__RECORDS SHOWN__:
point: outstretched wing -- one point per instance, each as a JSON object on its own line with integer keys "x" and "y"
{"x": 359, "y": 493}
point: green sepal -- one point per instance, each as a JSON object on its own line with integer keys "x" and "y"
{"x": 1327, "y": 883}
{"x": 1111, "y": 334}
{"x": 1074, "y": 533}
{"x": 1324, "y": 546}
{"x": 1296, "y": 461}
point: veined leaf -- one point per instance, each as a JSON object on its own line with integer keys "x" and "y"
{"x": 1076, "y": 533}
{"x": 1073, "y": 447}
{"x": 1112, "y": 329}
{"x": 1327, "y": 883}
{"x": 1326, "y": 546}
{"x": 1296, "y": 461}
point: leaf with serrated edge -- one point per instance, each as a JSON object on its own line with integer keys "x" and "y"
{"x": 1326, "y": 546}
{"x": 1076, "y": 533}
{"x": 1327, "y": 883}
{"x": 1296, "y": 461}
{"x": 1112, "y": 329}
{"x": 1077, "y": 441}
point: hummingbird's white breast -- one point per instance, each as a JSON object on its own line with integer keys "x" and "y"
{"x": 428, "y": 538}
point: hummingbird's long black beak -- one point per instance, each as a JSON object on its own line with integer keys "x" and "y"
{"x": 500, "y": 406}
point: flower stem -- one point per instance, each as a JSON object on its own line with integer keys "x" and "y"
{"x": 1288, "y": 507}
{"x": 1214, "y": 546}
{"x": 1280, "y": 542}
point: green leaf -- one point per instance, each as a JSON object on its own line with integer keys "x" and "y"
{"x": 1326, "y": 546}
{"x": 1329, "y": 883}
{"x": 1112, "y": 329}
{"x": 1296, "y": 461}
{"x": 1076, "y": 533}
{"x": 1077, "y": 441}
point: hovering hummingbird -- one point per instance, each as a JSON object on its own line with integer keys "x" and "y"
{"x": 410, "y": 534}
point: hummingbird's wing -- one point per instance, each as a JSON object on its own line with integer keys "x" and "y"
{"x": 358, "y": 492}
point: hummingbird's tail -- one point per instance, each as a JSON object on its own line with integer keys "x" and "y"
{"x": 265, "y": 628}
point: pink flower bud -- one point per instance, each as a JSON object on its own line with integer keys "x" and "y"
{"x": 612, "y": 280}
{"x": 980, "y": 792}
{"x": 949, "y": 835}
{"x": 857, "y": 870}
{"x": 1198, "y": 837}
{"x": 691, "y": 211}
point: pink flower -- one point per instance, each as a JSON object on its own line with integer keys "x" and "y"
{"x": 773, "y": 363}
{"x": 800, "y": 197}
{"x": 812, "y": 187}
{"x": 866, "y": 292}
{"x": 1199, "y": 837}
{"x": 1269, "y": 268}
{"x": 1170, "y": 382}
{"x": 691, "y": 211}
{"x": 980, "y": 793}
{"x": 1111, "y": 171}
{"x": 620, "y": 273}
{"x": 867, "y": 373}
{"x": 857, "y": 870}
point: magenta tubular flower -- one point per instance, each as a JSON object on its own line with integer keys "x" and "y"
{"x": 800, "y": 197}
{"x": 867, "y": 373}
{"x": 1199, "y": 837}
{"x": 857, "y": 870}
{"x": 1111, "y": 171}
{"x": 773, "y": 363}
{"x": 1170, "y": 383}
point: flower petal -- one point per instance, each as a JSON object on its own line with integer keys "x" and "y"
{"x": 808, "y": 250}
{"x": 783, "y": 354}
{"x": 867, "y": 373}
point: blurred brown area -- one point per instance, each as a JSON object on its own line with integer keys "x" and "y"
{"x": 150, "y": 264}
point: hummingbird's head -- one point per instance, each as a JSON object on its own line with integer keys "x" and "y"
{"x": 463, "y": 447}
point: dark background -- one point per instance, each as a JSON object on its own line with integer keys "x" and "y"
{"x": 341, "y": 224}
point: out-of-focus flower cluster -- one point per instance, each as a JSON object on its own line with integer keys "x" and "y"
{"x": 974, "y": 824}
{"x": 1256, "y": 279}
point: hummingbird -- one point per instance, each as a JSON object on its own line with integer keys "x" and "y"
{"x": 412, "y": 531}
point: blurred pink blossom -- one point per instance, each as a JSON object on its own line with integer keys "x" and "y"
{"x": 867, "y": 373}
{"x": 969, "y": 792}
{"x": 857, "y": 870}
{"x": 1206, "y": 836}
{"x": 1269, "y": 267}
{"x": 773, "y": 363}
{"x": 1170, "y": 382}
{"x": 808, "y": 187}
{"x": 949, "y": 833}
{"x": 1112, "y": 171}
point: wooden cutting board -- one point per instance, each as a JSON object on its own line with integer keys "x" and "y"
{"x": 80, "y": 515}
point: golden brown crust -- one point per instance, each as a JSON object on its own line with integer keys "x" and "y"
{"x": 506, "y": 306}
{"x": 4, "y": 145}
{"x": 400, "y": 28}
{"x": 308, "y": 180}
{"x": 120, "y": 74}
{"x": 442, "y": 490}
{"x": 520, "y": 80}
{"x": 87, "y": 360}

__INSTRUCTIONS FOR THE TASK__: Give the records above again in full, keeping every character unchanged.

__SOLUTION FOR THIS PROBLEM__:
point: outstretched wing -- one point per instance, each as a JSON object on its own line with integer keys "x" and "y"
{"x": 359, "y": 493}
point: green sepal -- one point per instance, each as a JSON object on its own line with integer keys "x" and "y"
{"x": 1327, "y": 883}
{"x": 1111, "y": 334}
{"x": 1074, "y": 533}
{"x": 1324, "y": 546}
{"x": 1296, "y": 461}
point: veined leaf -- one point per instance, each as a JSON object on its own line with integer keys "x" and "y"
{"x": 1076, "y": 533}
{"x": 1073, "y": 447}
{"x": 1112, "y": 329}
{"x": 1327, "y": 883}
{"x": 1326, "y": 546}
{"x": 1296, "y": 461}
point: leaf with serrated edge -- one point per instance, each as a JSON object on its own line with integer keys "x" and "y"
{"x": 1326, "y": 546}
{"x": 1076, "y": 533}
{"x": 1327, "y": 883}
{"x": 1296, "y": 461}
{"x": 1112, "y": 329}
{"x": 1077, "y": 441}
point: hummingbird's white breast -- one point per instance, each as a JSON object on its own line with integer keys "x" and "y"
{"x": 428, "y": 538}
point: hummingbird's long black beak -- one point per instance, each as a JSON object on its own line with integer keys "x" and "y"
{"x": 500, "y": 406}
point: flower stem -- one point per instance, each as a JSON object on its own line with integer keys "x" and "y"
{"x": 1288, "y": 507}
{"x": 1214, "y": 546}
{"x": 1280, "y": 542}
point: green leaf -- one point per instance, each as a JSON object on its own line with integer keys "x" and "y"
{"x": 1326, "y": 546}
{"x": 1329, "y": 883}
{"x": 1112, "y": 329}
{"x": 1296, "y": 461}
{"x": 1076, "y": 533}
{"x": 1077, "y": 441}
point: hovering hummingbird -- one point per instance, each as a JSON object on its own line with integer keys "x" and "y"
{"x": 410, "y": 534}
point: hummingbird's wing -- one point per instance, each as a JSON object on its own line with integer keys "x" and "y"
{"x": 358, "y": 492}
point: hummingbird's tail -- one point per instance, each as a JSON object on its own line with integer keys "x" and "y"
{"x": 265, "y": 628}
point: pink flower bud -- one point per instance, each as a JSON object on its own line with integer keys "x" and "y"
{"x": 612, "y": 280}
{"x": 980, "y": 792}
{"x": 949, "y": 835}
{"x": 857, "y": 870}
{"x": 1198, "y": 837}
{"x": 691, "y": 211}
point: pink flower -- one point per instance, each as a JSON object on its own line with integer keys "x" and "y"
{"x": 773, "y": 363}
{"x": 800, "y": 197}
{"x": 812, "y": 187}
{"x": 866, "y": 292}
{"x": 1199, "y": 837}
{"x": 1269, "y": 268}
{"x": 1170, "y": 382}
{"x": 691, "y": 211}
{"x": 980, "y": 793}
{"x": 1111, "y": 171}
{"x": 620, "y": 273}
{"x": 867, "y": 373}
{"x": 857, "y": 870}
point: magenta tubular flower -- one point per instance, each as a JSON object on its own line with integer keys "x" and "y"
{"x": 800, "y": 197}
{"x": 867, "y": 373}
{"x": 1199, "y": 837}
{"x": 857, "y": 870}
{"x": 1111, "y": 171}
{"x": 773, "y": 363}
{"x": 1170, "y": 383}
point: flower petal -- one point per instance, each as a JSON object on its own line with integer keys "x" and "y"
{"x": 808, "y": 250}
{"x": 783, "y": 354}
{"x": 867, "y": 373}
point: blurred brown area -- one point per instance, each as a JSON object on its own line with integer keys "x" and "y"
{"x": 150, "y": 264}
point: hummingbird's head -- one point per instance, each as a JSON object on its own line with integer keys "x" and "y"
{"x": 463, "y": 447}
point: dark background -- one point per instance, each as a JSON object on its own line with integer keys "x" and "y"
{"x": 341, "y": 224}
point: out-of-focus flower cluster -- one point per instance, each as a JSON object on its own line with integer keys "x" and "y"
{"x": 974, "y": 824}
{"x": 1256, "y": 279}
point: hummingbird -- one point per instance, each as a JSON object on its own line with integer keys "x" and "y"
{"x": 412, "y": 531}
point: blurred pink blossom -- one point per instance, each as a JSON object on its own line with integer keys "x" and "y"
{"x": 867, "y": 373}
{"x": 969, "y": 792}
{"x": 857, "y": 870}
{"x": 1206, "y": 836}
{"x": 1269, "y": 267}
{"x": 773, "y": 363}
{"x": 1170, "y": 382}
{"x": 808, "y": 187}
{"x": 949, "y": 833}
{"x": 1112, "y": 171}
point: wooden cutting board -- one point per instance, each as a JSON object on its own line with integer keys "x" and "y"
{"x": 80, "y": 515}
point: golden brown crust -- one point per instance, each as a JSON object on its own line with integer keys "x" and "y"
{"x": 506, "y": 306}
{"x": 4, "y": 145}
{"x": 400, "y": 28}
{"x": 308, "y": 180}
{"x": 120, "y": 74}
{"x": 442, "y": 490}
{"x": 520, "y": 80}
{"x": 87, "y": 360}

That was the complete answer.